§ TEXT BLOCK
The lathe machine motor nameplate dates it to turn of century...yes, THAT turn of century.
When a 100-year-old lathe machine pairs with a modern DC drive, beautiful things can happen (and much money can be saved).
A large machine shop called and asked our Innovative-IDM onsite repair team to troubleshoot some pre-World War II era motor-generator (MG) controls. The equipment being controlled was a very large Betts lathe machine with a 30-inch bed.
Betts machinery has a long and storied history in American manufacturing lore. No one at the shop knew exactly how old the lathe machine was, but (to get an idea) the last U.S. Patent date on the motor nameplate is 1914.
After troubleshooting the exciter/speed controls for a while (with limited documentation to rely on) we found multiple burned components. We started talking about retrofitting, which we determined would consist of a 250HP AC motor, a gearbox, and new VFD and controls.
Too expensive and too much time.
I had an idea. Innovative-IDM is a distributor for Bardac drives, and because of that relationship, we were able to secure next-day delivery of two small, 16 amp, analog DC drives.
The following day, we installed these Bardac drives in the MG cabinet. We set them up as field controllers to regulate current on the field windings of the DC generator and DC lathe machine motor.

§ TASK LIST
1. In the lathe repair account, what is the last U.S. Patent date on the motor nameplate?
2. Rewrite the stretch of the lathe repair account from "Betts machinery has" through "lathe machine motor.", renaming "lathe machine" to "lathe" throughout.
These records were taken from a source separate from the text.

(Object location annotation records)
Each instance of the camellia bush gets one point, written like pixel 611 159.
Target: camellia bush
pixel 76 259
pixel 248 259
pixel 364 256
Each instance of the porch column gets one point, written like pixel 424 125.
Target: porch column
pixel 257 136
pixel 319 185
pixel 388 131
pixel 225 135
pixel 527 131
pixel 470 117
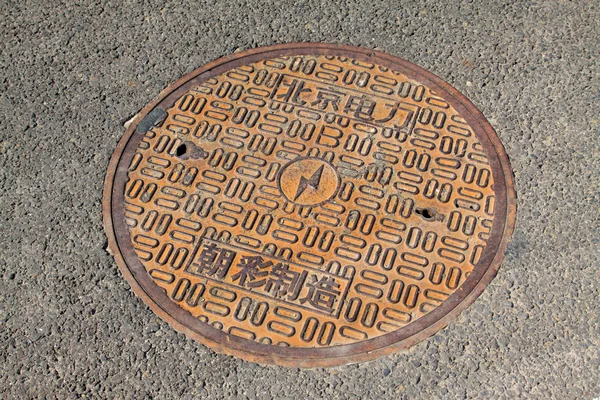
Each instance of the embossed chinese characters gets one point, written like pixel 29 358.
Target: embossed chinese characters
pixel 309 204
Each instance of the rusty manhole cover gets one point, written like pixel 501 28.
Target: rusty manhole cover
pixel 309 204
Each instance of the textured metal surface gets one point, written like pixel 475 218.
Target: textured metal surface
pixel 309 205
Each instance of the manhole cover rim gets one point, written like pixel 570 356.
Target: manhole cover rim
pixel 368 349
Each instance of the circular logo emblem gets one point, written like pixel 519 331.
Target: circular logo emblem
pixel 309 205
pixel 308 181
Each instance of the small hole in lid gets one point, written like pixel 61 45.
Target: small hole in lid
pixel 425 213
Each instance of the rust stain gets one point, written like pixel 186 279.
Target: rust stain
pixel 310 205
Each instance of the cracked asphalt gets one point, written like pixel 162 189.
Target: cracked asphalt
pixel 73 72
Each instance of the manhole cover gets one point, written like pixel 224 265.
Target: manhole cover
pixel 309 204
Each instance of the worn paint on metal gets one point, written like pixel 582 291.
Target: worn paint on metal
pixel 309 204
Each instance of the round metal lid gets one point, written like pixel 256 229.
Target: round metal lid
pixel 309 204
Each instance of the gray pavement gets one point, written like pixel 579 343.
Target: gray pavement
pixel 72 73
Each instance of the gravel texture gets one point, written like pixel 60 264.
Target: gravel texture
pixel 73 73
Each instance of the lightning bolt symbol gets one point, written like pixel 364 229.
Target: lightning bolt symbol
pixel 313 182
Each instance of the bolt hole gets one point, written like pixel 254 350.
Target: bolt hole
pixel 425 213
pixel 181 150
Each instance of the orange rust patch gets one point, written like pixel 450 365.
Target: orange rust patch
pixel 309 205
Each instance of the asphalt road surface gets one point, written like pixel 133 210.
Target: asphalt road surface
pixel 71 75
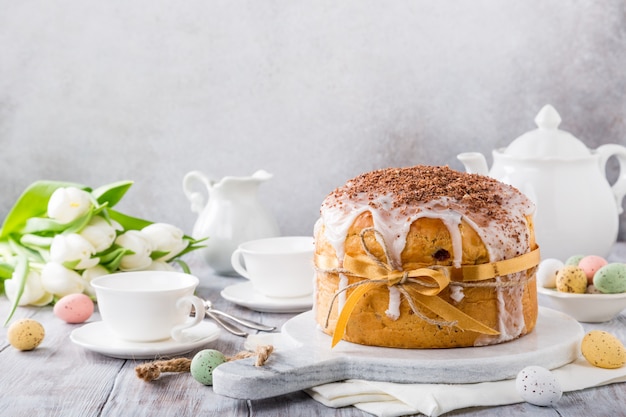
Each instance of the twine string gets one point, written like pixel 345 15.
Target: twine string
pixel 153 370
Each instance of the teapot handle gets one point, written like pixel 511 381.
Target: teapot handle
pixel 619 188
pixel 195 197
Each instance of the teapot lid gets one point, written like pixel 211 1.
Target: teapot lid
pixel 547 140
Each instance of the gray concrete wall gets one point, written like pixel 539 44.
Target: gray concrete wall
pixel 314 92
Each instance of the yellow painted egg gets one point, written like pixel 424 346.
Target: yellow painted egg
pixel 25 334
pixel 603 350
pixel 571 279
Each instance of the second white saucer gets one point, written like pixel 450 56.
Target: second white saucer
pixel 96 337
pixel 245 295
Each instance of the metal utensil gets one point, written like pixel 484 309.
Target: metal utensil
pixel 211 312
pixel 227 325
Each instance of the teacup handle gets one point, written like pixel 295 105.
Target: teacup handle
pixel 198 304
pixel 619 152
pixel 235 261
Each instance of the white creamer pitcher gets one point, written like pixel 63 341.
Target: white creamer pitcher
pixel 577 208
pixel 232 215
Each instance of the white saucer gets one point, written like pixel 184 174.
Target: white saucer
pixel 245 295
pixel 97 337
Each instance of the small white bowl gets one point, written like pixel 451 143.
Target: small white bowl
pixel 588 308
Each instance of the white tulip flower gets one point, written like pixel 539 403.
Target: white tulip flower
pixel 73 248
pixel 100 233
pixel 34 292
pixel 166 238
pixel 61 281
pixel 89 274
pixel 67 204
pixel 159 266
pixel 140 244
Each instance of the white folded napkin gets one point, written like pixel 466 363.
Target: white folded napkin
pixel 386 399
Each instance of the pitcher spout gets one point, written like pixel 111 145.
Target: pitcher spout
pixel 474 162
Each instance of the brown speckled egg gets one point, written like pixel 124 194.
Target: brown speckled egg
pixel 571 279
pixel 74 308
pixel 603 350
pixel 25 334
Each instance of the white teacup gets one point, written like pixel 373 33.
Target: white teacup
pixel 148 306
pixel 278 267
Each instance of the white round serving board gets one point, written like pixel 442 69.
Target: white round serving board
pixel 553 343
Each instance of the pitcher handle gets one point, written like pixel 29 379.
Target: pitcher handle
pixel 195 197
pixel 619 152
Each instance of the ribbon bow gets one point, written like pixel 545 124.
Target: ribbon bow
pixel 419 287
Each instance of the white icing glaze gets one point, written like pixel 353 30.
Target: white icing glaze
pixel 502 240
pixel 393 311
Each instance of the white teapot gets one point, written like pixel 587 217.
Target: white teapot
pixel 577 209
pixel 232 215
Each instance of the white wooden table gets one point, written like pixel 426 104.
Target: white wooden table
pixel 62 379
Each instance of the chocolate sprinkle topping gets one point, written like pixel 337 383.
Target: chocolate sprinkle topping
pixel 418 185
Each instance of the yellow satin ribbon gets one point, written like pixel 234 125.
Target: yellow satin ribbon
pixel 421 286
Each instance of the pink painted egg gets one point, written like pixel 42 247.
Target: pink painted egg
pixel 590 264
pixel 74 308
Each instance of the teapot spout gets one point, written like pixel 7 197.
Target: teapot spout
pixel 474 162
pixel 262 175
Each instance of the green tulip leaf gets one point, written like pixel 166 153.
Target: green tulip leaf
pixel 6 271
pixel 20 274
pixel 111 194
pixel 32 203
pixel 128 222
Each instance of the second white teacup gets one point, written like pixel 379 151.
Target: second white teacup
pixel 148 306
pixel 278 267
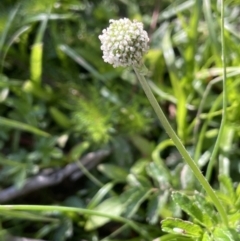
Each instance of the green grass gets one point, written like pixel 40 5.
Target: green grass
pixel 59 102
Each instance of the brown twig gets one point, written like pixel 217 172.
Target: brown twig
pixel 49 178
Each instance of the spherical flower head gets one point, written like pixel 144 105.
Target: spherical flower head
pixel 124 43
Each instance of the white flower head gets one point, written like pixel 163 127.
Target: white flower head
pixel 124 43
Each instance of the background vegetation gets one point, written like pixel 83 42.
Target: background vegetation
pixel 62 106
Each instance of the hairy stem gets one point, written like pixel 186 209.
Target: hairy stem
pixel 180 146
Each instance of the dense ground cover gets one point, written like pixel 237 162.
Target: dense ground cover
pixel 80 137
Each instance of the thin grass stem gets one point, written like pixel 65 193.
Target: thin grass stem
pixel 180 146
pixel 224 103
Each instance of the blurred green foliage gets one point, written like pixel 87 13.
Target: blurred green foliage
pixel 57 94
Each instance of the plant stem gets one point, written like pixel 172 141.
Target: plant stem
pixel 224 111
pixel 180 146
pixel 83 211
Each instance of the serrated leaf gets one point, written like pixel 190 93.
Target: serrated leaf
pixel 113 172
pixel 178 226
pixel 225 234
pixel 189 206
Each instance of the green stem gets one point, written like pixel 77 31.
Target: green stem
pixel 180 146
pixel 44 208
pixel 224 111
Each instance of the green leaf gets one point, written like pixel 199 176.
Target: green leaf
pixel 206 207
pixel 206 237
pixel 133 198
pixel 138 181
pixel 36 63
pixel 102 192
pixel 8 214
pixel 77 151
pixel 178 226
pixel 227 187
pixel 189 206
pixel 225 234
pixel 60 118
pixel 21 126
pixel 112 205
pixel 158 174
pixel 113 172
pixel 144 146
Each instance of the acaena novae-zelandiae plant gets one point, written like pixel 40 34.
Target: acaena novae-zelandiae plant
pixel 123 44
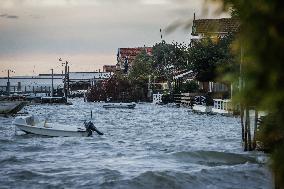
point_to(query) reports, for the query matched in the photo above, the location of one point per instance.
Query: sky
(34, 34)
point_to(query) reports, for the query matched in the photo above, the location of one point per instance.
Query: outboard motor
(90, 127)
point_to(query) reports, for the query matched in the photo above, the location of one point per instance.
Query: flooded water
(147, 147)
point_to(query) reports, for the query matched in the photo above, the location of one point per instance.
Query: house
(214, 29)
(125, 57)
(109, 68)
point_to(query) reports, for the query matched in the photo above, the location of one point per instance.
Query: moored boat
(120, 105)
(11, 107)
(32, 124)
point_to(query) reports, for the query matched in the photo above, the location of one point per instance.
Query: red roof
(131, 53)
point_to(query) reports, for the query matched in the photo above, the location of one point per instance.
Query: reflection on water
(148, 147)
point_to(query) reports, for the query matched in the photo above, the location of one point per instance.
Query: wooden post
(255, 129)
(242, 123)
(246, 130)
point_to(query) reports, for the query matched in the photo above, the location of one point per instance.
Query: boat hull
(123, 106)
(50, 131)
(7, 107)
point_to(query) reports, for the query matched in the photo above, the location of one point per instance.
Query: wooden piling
(246, 131)
(255, 129)
(242, 123)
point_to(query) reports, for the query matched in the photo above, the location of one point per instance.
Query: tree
(261, 41)
(210, 60)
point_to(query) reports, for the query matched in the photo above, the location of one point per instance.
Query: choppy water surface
(148, 147)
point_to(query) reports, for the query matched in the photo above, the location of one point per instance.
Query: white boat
(202, 108)
(32, 124)
(11, 107)
(120, 105)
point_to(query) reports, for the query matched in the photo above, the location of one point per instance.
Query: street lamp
(66, 79)
(52, 82)
(8, 82)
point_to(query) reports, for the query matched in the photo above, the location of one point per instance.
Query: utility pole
(52, 89)
(66, 78)
(8, 82)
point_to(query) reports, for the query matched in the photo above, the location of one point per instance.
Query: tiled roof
(219, 26)
(131, 53)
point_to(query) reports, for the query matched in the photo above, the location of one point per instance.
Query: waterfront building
(214, 29)
(125, 57)
(109, 68)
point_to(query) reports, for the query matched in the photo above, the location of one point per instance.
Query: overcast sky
(35, 33)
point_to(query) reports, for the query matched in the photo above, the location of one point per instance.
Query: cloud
(9, 16)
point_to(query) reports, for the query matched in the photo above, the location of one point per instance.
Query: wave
(220, 178)
(213, 158)
(10, 160)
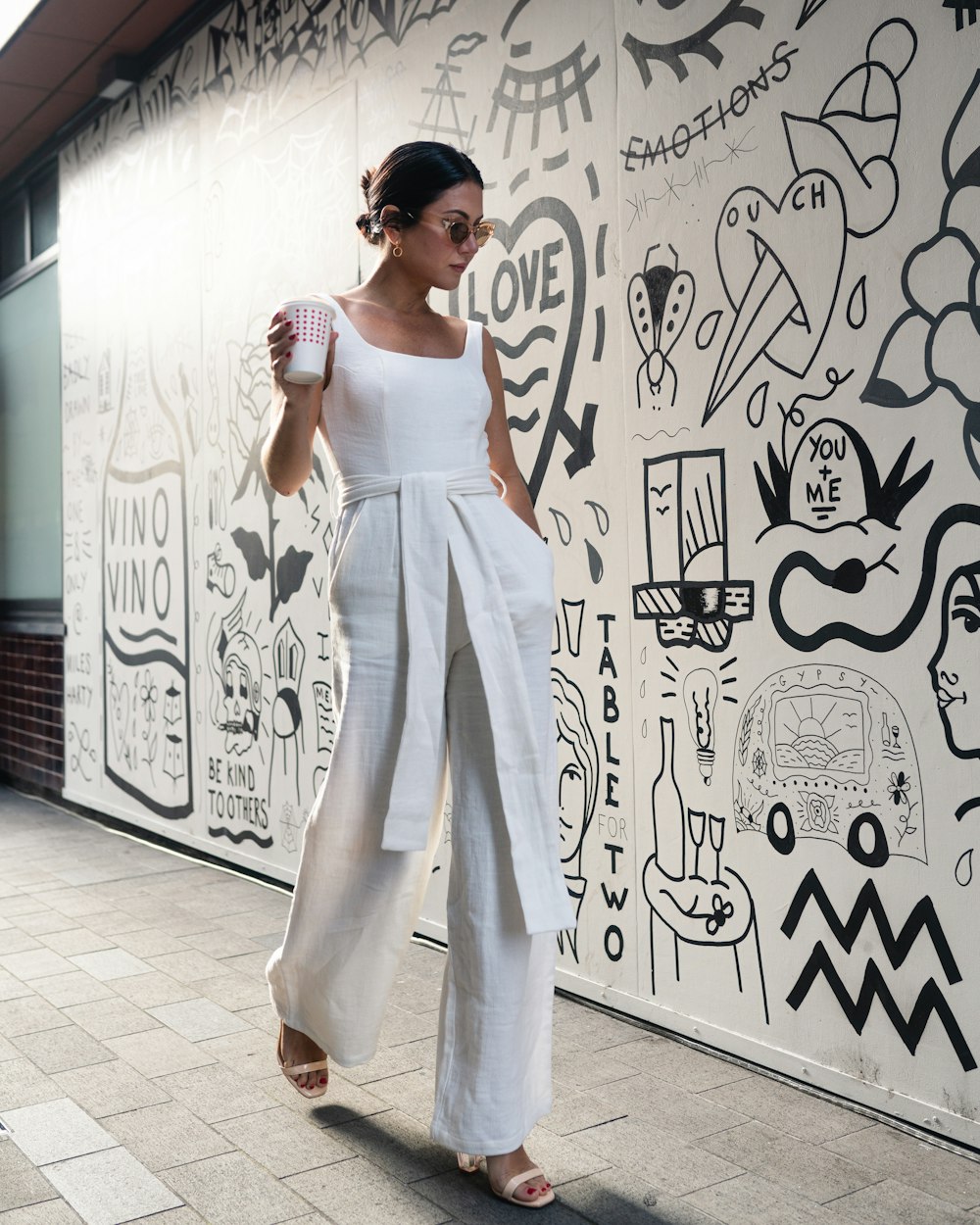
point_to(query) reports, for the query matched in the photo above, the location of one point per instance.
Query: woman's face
(956, 665)
(429, 253)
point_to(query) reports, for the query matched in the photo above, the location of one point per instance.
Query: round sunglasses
(460, 231)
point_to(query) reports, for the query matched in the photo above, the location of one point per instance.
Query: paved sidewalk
(138, 1078)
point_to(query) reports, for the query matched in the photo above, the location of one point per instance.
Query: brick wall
(30, 710)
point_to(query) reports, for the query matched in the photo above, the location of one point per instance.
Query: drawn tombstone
(288, 656)
(809, 762)
(826, 480)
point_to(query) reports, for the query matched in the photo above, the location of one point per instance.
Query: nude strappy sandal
(293, 1069)
(470, 1162)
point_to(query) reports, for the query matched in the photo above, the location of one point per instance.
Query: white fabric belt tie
(429, 534)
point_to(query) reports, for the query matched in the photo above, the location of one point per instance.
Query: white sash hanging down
(429, 533)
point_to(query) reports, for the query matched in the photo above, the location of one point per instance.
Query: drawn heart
(530, 298)
(769, 249)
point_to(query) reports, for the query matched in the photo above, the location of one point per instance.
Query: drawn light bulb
(700, 697)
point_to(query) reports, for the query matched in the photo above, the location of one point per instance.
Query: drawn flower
(746, 817)
(898, 787)
(148, 696)
(720, 914)
(936, 342)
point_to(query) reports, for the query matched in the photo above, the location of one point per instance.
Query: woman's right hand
(279, 338)
(287, 454)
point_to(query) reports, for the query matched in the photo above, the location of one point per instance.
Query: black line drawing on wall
(809, 8)
(833, 480)
(694, 900)
(145, 598)
(539, 91)
(292, 823)
(858, 304)
(81, 751)
(220, 574)
(955, 667)
(288, 743)
(867, 905)
(323, 707)
(236, 667)
(965, 11)
(851, 576)
(246, 427)
(578, 788)
(780, 297)
(846, 184)
(661, 299)
(549, 275)
(572, 612)
(441, 119)
(687, 40)
(689, 592)
(854, 136)
(936, 343)
(701, 692)
(256, 48)
(826, 753)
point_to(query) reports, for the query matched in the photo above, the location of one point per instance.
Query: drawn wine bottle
(667, 809)
(146, 692)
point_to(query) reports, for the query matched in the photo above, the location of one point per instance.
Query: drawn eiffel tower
(520, 93)
(441, 121)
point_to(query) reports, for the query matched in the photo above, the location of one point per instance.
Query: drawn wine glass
(697, 823)
(716, 837)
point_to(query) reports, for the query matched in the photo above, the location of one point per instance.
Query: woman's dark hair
(410, 179)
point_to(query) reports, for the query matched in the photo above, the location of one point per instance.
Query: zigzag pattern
(857, 1010)
(922, 915)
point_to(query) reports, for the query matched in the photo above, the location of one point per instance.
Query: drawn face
(956, 666)
(429, 253)
(572, 800)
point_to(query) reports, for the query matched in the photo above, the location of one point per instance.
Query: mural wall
(734, 292)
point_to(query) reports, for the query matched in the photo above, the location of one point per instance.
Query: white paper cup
(312, 321)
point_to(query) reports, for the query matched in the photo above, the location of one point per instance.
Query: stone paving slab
(54, 1131)
(111, 1187)
(166, 1136)
(233, 1190)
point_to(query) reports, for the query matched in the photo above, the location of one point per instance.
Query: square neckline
(398, 353)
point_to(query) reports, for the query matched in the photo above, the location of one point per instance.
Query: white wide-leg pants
(356, 906)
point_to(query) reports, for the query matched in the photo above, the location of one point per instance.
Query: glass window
(13, 235)
(43, 212)
(30, 440)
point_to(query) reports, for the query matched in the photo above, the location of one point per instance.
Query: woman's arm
(499, 436)
(288, 451)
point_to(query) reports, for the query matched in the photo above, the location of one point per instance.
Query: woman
(441, 611)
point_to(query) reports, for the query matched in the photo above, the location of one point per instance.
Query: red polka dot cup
(310, 321)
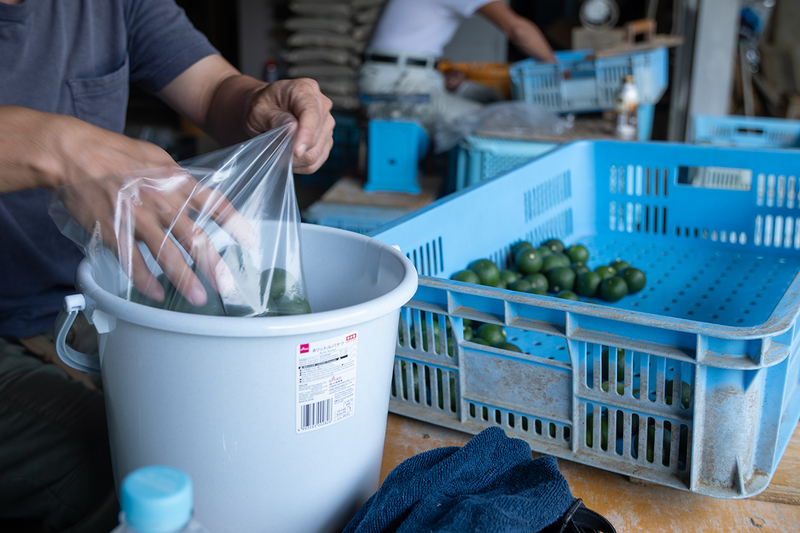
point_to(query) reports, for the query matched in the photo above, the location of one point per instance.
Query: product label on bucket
(326, 381)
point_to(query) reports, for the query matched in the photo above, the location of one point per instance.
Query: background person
(408, 40)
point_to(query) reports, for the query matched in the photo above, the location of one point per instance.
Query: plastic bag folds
(217, 235)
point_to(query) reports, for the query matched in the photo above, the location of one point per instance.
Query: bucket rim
(226, 326)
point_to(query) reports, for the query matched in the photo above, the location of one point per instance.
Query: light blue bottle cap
(157, 499)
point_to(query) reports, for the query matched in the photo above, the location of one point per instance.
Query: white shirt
(421, 26)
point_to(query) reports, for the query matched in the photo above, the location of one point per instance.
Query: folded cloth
(490, 485)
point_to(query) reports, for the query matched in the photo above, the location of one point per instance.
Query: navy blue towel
(490, 485)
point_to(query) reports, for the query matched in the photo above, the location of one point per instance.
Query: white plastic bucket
(218, 396)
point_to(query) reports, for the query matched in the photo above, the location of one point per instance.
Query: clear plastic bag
(502, 118)
(230, 215)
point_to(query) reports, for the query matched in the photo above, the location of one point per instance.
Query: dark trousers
(55, 462)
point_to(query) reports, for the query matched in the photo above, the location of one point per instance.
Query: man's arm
(46, 150)
(232, 107)
(519, 30)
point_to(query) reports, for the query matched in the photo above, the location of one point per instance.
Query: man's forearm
(48, 150)
(26, 149)
(228, 118)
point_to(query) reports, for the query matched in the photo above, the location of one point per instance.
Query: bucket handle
(73, 304)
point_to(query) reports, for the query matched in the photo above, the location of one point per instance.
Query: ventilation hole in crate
(683, 446)
(651, 439)
(667, 443)
(440, 389)
(604, 429)
(427, 380)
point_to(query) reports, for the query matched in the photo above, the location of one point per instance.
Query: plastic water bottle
(157, 499)
(627, 105)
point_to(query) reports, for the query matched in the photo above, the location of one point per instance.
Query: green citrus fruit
(587, 284)
(579, 268)
(553, 261)
(578, 253)
(528, 261)
(293, 306)
(605, 272)
(467, 276)
(486, 270)
(468, 334)
(280, 282)
(561, 278)
(491, 333)
(635, 279)
(613, 289)
(619, 264)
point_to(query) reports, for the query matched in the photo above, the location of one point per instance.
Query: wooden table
(634, 507)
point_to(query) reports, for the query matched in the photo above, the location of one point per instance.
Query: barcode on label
(313, 414)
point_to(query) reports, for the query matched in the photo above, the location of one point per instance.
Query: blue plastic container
(478, 158)
(343, 158)
(750, 132)
(395, 148)
(579, 83)
(703, 362)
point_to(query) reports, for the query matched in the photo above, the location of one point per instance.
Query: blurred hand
(144, 206)
(299, 101)
(95, 171)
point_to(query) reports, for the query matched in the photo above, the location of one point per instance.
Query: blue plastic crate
(752, 132)
(357, 218)
(577, 82)
(717, 231)
(479, 158)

§ FULL ANSWERS
1. 1914

2.
Betts machinery has a long and storied history in American manufacturing lore. No one at the shop knew exactly how old the lathe was, but (to get an idea) the last U.S. Patent date on the motor nameplate is 1914.
After troubleshooting the exciter/speed controls for a while (with limited documentation to rely on) we found multiple burned components. We started talking about retrofitting, which we determined would consist of a 250HP AC motor, a gearbox, and new VFD and controls.
Too expensive and too much time.
I had an idea. Innovative-IDM is a distributor for Bardac drives, and because of that relationship, we were able to secure next-day delivery of two small, 16 amp, analog DC drives.
The following day, we installed these Bardac drives in the MG cabinet. We set them up as field controllers to regulate current on the field windings of the DC generator and DC lathe motor.